__ACTION ITEM__
In full and without deviation, write out the entries that follow.

- - - -

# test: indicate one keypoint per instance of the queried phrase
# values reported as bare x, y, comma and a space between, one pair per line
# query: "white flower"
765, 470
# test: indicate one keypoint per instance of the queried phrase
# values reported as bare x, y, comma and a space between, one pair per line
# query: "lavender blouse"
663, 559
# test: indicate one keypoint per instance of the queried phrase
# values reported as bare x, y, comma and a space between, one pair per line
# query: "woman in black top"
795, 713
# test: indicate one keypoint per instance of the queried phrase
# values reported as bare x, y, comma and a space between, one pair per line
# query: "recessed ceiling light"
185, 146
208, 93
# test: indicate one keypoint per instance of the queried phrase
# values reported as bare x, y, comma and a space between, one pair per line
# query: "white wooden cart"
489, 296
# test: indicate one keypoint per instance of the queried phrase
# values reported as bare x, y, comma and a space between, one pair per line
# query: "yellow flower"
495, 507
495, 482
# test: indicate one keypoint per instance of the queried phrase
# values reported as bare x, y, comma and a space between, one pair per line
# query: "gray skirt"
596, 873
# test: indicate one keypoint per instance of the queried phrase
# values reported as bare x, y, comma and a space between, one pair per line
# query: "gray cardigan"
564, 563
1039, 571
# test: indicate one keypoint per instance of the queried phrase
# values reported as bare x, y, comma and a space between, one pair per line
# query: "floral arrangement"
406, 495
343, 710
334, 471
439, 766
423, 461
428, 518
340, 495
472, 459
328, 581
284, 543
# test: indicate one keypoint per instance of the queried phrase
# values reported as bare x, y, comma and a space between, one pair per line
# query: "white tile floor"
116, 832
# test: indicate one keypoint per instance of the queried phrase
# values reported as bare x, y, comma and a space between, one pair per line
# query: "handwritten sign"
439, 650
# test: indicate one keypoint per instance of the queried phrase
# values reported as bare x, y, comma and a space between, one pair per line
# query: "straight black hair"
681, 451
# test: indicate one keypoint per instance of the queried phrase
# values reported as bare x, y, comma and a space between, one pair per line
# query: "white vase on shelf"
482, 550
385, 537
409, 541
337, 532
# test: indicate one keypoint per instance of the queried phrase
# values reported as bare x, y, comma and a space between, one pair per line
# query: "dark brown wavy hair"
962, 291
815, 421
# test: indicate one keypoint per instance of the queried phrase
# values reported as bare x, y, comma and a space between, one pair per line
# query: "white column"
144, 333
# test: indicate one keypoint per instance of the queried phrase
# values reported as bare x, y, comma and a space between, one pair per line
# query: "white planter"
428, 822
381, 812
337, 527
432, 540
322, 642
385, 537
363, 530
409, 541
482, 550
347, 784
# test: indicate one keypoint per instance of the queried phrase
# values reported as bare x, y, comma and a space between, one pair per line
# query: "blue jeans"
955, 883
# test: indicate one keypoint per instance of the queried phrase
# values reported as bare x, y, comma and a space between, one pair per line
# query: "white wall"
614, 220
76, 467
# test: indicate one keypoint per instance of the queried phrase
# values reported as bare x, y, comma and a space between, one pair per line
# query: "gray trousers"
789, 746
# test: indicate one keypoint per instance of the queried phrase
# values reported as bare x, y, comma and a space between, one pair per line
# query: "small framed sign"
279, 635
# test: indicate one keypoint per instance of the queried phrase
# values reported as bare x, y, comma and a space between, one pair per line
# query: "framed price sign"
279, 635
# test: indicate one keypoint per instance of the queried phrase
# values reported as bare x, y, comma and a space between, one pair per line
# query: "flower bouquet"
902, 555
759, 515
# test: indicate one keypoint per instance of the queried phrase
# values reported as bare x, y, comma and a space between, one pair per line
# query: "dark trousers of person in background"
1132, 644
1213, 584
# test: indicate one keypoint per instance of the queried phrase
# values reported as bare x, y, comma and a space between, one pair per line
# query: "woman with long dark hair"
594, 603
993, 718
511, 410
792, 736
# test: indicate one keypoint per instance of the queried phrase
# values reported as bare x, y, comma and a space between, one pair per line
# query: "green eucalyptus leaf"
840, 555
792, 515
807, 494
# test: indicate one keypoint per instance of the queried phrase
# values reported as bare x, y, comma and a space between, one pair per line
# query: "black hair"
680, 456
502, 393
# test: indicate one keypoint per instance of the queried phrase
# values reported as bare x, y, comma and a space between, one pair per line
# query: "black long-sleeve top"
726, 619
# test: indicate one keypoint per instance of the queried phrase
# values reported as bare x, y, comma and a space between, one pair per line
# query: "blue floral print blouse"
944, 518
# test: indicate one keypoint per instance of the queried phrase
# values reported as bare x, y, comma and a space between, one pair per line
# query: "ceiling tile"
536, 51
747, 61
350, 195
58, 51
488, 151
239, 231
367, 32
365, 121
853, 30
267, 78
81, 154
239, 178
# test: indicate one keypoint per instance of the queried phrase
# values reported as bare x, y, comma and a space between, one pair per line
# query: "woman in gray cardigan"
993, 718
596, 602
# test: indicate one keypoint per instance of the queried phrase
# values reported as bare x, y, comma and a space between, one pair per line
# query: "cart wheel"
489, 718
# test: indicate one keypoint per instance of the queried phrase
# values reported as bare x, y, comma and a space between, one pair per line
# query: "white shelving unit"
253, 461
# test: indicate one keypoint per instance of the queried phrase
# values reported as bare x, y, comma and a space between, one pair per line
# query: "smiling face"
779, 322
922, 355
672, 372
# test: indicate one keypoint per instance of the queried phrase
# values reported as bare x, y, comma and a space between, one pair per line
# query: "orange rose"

- - - -

__WORKED SOLUTION__
# test: indicate one keypoint per instance of the queried phrase
# values reported as bare x, y, comma and a space between, one pair per line
# query: "white flower"
765, 470
# test: indicate one keypoint per instance of the queried phrase
# values reported as bare x, y, comma and a space between, one pair per line
# query: "lavender blouse"
663, 559
# test: indicate one keypoint per instance of the queried phrase
# values reported as bare x, y, comma and a space between, one pair per line
# query: "woman in black top"
795, 713
# test: indicate one keypoint per instance of the queried phrase
# values reported as bare x, y, comma and a space between, one pair per line
# query: "recessed ceiling light"
185, 146
208, 93
# test: indicate one keypoint per instance of the queried phrase
# values reported as bare x, y, comma and a space between, one pair per line
# query: "white wooden cart"
489, 296
# test: indicate one keypoint per instance of the queried phrase
# values reported as bare x, y, comma and a space between, one pair per line
# query: "yellow flower"
495, 507
495, 482
# test: indicate one keypoint per instance of the queried phrase
# values reported as bare x, y, comma and a space between, one pair per line
# query: "gray skirt"
596, 873
# test: indicate one keypoint per instance of the queried phrase
# values reported as bare x, y, comma and a space between, one pair per line
# query: "gray cardigan"
564, 563
1039, 571
# test: indicate one keypoint per instance of the queried phrase
# values reported as bare x, y, comma and a space between, one pair per line
# query: "floral arrangement"
406, 495
343, 710
334, 471
439, 766
423, 461
428, 518
340, 495
472, 459
328, 581
284, 543
# test: indicate one keypoint per instance of the queried phrase
# values reported as bare x, y, comma and a space between, one pair per line
# query: "white tile floor"
116, 832
# test: indicate one keypoint per instance of the queried phrase
# values reported as bare x, y, comma and a space between, one pair per line
# query: "handwritten sign"
439, 650
# test: indicate one keypoint per instance of the queried phrase
# values reported as bare x, y, comma and a space between, one pair per line
# query: "straight black hair"
681, 451
# test: indicate one keypoint per instance of the queried phrase
# values reported as bare x, y, comma and a space between, one pair per line
# query: "white vase on shelf"
482, 550
385, 537
409, 541
337, 532
# test: indicate one keypoint per instance of the queried phrase
# values reported as bare x, y, comma and a space between, one pair per line
# query: "dark brown wavy hair"
962, 291
815, 421
# test: indicate one keypoint per instance of the queried phrase
# values reported as bare x, y, comma and a space between, one pair per line
# query: "white column"
144, 333
# test: indicate one keypoint per instance of the queried phrase
# values reported as bare x, y, comma and a space between, one pair per line
# query: "white planter"
428, 822
381, 812
337, 527
432, 540
322, 642
385, 537
363, 530
409, 541
482, 550
347, 784
# test: indicate one keypoint per instance of the queried phrase
# values reported as bare x, y, comma and a space between, one pair per line
# query: "blue jeans"
955, 883
# test: indicate one keypoint per instance of the queried phrase
# values reported as bare x, y, comma and a space between, one pair per line
# query: "white wall"
614, 220
76, 467
# test: indicate one keypoint per instance of the queried phrase
# values reported as bare x, y, comma and a space between, one pair per line
# query: "gray trousers"
789, 746
# test: indicate one keypoint per instance of the queried phrase
# values reported as bare x, y, comma and a space between, one pair per line
# query: "small framed sign"
279, 635
# test: indicate one keypoint per instance of the queried phrase
# values reported as bare x, y, comma and a space between, one pair per line
# query: "framed price sign"
279, 635
# test: indicate one keypoint per instance of the queried phrase
# values reported as bare x, y, comma and a space between, one pair per line
# query: "flower bouquet"
902, 555
759, 515
# test: indicate one keypoint per instance of the queried phrase
# values reported as bare x, y, comma and a space between, one pair per line
# query: "dark trousers of person in background"
1132, 644
1213, 584
# test: indicate one keypoint per instance of the queried phrase
# values reported as bare x, y, comma and a space between, one pair per line
# query: "woman with long dark hair"
594, 603
993, 718
511, 410
792, 736
# test: indicate one keypoint per instance of the queried phrase
# values reported as bare x, y, comma and a space between, one pair per line
# query: "green eucalyptus leaf"
840, 555
792, 515
807, 494
# test: indicate one keypoint per instance of the queried phrase
# values reported as bare x, y, comma and a space between, one pair per line
# query: "black hair"
680, 456
502, 393
# test: indicate one keypoint per instance of the queried phrase
# values reported as bare x, y, comma and a space between, one pair per line
# query: "black long-sleeve top"
726, 619
# test: indicate one keypoint per instance of the queried phrase
# values reported as bare x, y, comma and a space between, one pair per line
# query: "blue floral print blouse"
944, 518
# test: indicate one keypoint per instance of the queried phrase
# values reported as bare x, y, comma and a space between, one pair per line
# query: "ceiling tile"
536, 51
747, 61
350, 195
58, 51
488, 151
239, 231
367, 32
365, 121
853, 30
267, 78
81, 154
239, 178
# test: indicate one keypoint per instance of the queried phrase
# values reported as bare x, y, comma and a space between, one pair per line
# query: "woman in gray cardigan"
993, 718
596, 602
# test: indicate one keypoint per instance of the queried phrase
# values reported as bare x, y, comma and a space between, one pair per line
# query: "cart wheel"
489, 718
# test: indicate one keypoint per instance of the queried phrase
# values reported as bare x, y, comma and a space between, one pair per line
# query: "white shelving unit"
253, 461
# test: indicate one keypoint per instance of the queried phrase
# values reported as bare x, y, comma and a space between, one pair per line
# query: "smiling face"
779, 322
922, 355
672, 372
# test: indicate one keypoint per instance of the queried phrase
# values reported as bare x, y, comma and a space between, one pair per line
# query: "orange rose"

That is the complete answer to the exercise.